━━━ TEXT

Three weeks after a violent clash between protestors and police in Tikapur killed nine including a two-year-old child, there is a sense of palpable fear along the curfew-bound streets. People speak in hushed tones, peer from behind closed doors if strangers approach.
The streets are empty even when the curfew is briefly lifted in the mornings. Dozens of villagers have been arrested and 21 charged for participation in the deadly clashes on 24 August. Many others have fled fearing arrests. Families of the arrested say they have been threatened, abused and manhandled by Police. Some said they were forcibly made to sign documents they couldn’t read while others had their houses raided.
“We did not even participate in the protests, why are we being threatened?” questioned a young Tharu woman whose husband works in India.
Another said: “The policemen come drunk, abuse and threaten my children saying if you don’t reveal your father’s whereabouts we will shoot your mother.”
So far no human rights group or journalists have visited the Manuwa village which has seen its entire young male population disappear after 24 August. An elderly man whose 18-year-old son was arrested says dejectedly, “My son took care of me and my wife. He is a good kid, never even speaks loudly. Why would they arrest him?”
His son, the father says, was encouraged to join the protests after seeing his friends participate. “We all thought it would be a peaceful protest and was intended for welfare of the Tharus,” admits the father.

━━━━━━
━━━ DATA EXCERPTS

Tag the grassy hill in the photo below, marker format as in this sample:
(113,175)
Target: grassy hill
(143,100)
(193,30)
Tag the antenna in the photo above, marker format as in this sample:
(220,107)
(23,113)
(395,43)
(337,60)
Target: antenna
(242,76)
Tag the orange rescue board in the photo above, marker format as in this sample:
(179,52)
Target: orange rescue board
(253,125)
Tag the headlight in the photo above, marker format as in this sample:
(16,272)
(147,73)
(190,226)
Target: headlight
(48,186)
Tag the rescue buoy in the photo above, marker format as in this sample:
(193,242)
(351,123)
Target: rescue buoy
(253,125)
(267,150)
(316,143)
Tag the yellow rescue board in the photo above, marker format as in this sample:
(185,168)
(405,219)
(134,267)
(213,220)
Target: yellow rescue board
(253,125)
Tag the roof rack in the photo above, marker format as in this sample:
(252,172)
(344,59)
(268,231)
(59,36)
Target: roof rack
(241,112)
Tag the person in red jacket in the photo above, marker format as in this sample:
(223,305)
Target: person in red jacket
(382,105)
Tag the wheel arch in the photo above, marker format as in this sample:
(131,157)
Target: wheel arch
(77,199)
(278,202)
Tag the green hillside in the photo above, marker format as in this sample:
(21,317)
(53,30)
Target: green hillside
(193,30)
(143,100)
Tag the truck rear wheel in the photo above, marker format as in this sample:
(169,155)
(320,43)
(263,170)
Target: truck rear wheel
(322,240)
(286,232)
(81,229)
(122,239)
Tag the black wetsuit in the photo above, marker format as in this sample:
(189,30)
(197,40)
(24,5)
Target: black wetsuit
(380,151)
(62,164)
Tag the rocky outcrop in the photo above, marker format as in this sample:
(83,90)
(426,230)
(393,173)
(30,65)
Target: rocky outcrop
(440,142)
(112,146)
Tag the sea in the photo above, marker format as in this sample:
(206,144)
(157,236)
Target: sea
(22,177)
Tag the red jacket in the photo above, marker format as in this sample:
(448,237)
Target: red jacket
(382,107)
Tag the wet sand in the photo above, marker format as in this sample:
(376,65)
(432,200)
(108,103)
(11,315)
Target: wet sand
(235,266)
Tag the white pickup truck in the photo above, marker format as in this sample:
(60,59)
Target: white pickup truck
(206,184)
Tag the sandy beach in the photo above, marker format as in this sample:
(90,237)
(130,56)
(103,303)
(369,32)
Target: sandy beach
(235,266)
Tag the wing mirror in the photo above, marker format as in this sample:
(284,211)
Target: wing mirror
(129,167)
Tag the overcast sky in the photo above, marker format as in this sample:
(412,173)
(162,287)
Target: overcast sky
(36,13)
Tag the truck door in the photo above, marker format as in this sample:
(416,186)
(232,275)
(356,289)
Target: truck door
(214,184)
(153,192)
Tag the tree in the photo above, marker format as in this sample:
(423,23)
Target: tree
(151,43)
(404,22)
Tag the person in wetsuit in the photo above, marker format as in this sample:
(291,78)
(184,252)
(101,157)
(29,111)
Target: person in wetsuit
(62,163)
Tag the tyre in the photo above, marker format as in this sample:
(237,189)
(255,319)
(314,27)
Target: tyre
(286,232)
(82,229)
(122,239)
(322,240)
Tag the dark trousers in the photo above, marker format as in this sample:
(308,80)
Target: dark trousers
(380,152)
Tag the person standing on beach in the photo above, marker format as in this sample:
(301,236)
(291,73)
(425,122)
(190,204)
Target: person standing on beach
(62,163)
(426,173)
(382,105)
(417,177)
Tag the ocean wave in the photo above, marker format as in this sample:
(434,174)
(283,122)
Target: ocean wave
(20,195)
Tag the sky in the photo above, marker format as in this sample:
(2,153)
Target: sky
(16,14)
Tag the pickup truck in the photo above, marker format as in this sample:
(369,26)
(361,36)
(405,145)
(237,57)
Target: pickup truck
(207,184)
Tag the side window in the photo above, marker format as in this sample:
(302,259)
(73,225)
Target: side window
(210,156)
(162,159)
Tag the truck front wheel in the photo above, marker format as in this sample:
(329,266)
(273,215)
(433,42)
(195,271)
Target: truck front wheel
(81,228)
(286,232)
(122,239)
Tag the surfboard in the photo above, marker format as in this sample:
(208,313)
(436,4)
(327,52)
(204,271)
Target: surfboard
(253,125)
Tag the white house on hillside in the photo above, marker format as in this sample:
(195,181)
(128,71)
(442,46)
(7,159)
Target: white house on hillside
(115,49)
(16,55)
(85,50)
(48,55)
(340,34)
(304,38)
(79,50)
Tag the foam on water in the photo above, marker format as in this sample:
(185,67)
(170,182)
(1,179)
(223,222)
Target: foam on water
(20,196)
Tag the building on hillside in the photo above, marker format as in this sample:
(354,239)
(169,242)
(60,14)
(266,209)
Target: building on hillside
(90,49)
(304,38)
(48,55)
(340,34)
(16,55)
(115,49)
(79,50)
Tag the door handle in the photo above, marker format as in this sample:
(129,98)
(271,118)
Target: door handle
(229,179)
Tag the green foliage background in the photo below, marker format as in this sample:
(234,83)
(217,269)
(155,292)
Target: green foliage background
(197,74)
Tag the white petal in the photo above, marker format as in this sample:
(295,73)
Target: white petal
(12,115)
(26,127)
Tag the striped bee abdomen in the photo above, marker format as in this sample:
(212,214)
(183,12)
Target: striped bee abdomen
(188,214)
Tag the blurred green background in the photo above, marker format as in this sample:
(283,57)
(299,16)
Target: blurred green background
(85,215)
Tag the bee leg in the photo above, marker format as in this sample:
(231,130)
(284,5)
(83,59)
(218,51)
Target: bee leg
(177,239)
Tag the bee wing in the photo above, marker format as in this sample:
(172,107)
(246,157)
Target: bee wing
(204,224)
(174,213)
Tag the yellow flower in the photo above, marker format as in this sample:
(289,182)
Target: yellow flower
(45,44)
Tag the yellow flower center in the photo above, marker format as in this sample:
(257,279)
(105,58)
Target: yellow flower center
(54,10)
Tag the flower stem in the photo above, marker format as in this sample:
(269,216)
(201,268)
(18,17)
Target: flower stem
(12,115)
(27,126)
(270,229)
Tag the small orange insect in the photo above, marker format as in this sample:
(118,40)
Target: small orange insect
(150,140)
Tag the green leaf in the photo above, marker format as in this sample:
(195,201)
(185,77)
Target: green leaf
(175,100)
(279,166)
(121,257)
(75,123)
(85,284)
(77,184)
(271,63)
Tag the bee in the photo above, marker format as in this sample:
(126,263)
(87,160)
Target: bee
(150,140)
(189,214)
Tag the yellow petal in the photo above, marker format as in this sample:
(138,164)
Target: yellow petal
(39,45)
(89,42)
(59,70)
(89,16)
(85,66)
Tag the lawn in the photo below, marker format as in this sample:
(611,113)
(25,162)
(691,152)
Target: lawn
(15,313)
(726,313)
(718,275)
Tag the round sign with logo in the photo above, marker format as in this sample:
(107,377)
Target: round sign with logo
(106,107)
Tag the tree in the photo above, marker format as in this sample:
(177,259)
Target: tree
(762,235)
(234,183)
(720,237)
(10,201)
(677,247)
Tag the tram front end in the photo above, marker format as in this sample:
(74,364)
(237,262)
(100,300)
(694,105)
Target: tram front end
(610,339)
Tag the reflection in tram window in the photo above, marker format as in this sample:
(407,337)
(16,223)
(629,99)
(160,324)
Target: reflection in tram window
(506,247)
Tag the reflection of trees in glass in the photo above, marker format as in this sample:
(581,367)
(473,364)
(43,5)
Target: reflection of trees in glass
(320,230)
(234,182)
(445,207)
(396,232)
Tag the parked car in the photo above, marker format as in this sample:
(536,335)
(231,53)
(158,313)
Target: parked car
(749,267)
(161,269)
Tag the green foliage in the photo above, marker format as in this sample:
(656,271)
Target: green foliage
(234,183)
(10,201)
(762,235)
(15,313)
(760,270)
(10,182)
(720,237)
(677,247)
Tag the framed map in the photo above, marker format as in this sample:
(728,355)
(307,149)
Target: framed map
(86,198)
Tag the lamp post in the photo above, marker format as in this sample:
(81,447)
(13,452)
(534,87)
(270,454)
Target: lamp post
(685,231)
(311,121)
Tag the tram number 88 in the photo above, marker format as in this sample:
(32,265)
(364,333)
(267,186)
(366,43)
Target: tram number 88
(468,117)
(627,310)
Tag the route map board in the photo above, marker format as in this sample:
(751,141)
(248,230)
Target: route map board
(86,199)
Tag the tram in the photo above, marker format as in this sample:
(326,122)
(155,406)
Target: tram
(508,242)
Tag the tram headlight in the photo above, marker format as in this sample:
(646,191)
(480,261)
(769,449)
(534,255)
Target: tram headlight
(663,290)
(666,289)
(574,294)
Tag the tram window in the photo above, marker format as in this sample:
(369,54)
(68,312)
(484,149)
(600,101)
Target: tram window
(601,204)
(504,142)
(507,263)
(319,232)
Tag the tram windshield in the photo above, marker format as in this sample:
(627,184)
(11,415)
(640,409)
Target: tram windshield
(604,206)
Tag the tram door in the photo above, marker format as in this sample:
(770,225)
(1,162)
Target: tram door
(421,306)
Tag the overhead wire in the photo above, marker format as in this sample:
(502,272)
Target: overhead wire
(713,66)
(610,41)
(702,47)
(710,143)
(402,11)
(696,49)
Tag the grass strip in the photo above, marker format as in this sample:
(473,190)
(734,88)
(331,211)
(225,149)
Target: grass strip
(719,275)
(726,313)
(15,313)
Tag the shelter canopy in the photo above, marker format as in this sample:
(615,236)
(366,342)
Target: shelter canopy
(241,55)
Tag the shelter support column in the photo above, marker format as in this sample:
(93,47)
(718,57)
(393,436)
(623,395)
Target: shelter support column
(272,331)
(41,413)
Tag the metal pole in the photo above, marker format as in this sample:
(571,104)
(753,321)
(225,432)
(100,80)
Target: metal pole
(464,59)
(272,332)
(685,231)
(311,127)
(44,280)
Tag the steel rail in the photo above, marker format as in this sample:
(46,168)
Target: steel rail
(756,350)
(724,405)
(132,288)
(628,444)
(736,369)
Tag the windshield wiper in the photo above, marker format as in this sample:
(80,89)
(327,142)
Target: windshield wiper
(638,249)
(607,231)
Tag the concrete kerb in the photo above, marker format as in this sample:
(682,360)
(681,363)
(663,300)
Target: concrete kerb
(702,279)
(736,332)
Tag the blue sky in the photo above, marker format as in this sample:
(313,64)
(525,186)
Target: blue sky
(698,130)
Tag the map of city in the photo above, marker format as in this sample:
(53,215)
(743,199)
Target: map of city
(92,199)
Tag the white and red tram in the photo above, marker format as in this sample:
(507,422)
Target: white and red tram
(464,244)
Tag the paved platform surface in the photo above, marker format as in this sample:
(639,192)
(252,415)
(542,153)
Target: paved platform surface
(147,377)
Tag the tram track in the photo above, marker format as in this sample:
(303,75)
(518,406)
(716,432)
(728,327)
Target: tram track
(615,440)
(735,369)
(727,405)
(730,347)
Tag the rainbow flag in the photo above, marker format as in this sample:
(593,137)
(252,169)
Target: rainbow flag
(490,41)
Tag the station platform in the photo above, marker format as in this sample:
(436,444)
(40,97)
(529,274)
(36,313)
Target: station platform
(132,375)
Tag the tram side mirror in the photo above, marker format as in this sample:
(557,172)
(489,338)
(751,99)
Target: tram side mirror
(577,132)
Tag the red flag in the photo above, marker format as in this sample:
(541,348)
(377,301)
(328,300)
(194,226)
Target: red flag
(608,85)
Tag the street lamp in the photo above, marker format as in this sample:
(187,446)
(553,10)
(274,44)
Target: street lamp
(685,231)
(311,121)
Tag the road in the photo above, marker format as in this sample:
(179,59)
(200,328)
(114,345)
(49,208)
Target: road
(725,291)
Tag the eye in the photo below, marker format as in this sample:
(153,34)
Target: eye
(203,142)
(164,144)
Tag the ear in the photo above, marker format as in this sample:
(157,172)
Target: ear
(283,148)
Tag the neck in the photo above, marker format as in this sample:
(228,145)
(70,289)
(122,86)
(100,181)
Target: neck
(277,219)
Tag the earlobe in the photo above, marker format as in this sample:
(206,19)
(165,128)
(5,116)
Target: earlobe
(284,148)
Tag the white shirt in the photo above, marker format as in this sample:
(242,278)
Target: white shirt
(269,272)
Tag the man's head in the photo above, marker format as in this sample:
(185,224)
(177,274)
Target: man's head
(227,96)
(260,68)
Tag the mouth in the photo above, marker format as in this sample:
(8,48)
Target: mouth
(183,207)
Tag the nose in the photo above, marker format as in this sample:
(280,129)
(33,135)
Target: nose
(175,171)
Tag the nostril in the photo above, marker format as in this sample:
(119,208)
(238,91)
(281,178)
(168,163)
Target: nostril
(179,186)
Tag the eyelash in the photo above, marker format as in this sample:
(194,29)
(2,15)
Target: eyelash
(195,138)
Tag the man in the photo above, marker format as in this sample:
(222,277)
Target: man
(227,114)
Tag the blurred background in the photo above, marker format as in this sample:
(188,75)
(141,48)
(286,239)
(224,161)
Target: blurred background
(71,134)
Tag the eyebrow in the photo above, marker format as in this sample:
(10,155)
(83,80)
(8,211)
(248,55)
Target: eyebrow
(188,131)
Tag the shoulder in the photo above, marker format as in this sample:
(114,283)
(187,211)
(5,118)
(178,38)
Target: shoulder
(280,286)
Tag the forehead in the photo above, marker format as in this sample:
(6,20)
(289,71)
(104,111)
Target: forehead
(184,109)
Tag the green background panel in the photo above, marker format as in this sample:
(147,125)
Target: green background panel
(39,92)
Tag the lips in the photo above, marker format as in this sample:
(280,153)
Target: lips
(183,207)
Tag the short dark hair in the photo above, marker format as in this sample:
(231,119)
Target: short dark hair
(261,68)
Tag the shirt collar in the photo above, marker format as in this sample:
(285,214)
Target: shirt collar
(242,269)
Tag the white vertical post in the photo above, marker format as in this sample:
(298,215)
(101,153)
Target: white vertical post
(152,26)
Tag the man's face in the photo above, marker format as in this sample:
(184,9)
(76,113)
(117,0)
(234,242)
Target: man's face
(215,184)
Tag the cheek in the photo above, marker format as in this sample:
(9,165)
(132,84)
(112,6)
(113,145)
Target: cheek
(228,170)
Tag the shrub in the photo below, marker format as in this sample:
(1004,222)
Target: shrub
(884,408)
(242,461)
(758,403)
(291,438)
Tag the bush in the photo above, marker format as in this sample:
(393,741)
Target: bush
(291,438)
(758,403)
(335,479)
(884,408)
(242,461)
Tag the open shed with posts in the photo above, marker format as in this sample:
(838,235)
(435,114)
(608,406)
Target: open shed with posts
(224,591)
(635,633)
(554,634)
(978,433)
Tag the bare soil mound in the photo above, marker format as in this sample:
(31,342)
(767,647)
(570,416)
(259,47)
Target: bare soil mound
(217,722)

━━━━━━

EXERCISE
Continue the report on the aftermath of the Tikapur clash, starting right after its final paragraph.

EXERCISE RESULT
According to eye-witnesses, that afternoon thousands of Tharu activists tried to enter Tikapur town from neighbouring Pashuhat. The plan was to paint signboards over Nepal Government on various municipal office buildings with the words ‘Tharuhat Government’.
The administration, worried about the possibility of violence, had requested Tharu leaders not to enter the ‘restricted’ municipal area in a meeting a day before. The leaders replied they would enter but peacefully. The crowd grew violent after they were barred from moving into the town.
“A senior police officer tried to talk to the crowd but they started to punch him and he began bleeding,” recalls a 15-year-old boy who saw the initial standoff from his terrace.
While around 700 APF and 200 Nepal Police personnel are based in Tikapur, only 25-30 policemen, mostly armed with sticks and tear-gas launchers, were at the site of the protests at Pashuhat Bazar.
The police tried to fire tear-gas canisters and rubber bullets at the crowd but were vastly outnumbered. Some fled into nearby paddy fields where some protesters lynched them. Among the dead was SSP Laxman Neupane who was dragged out of a house he was hiding in, and beaten to death. A few meters further, APF officer Ram Bihari Tharu was burned alive. Another five policemen were killed in the nearby paddy fields.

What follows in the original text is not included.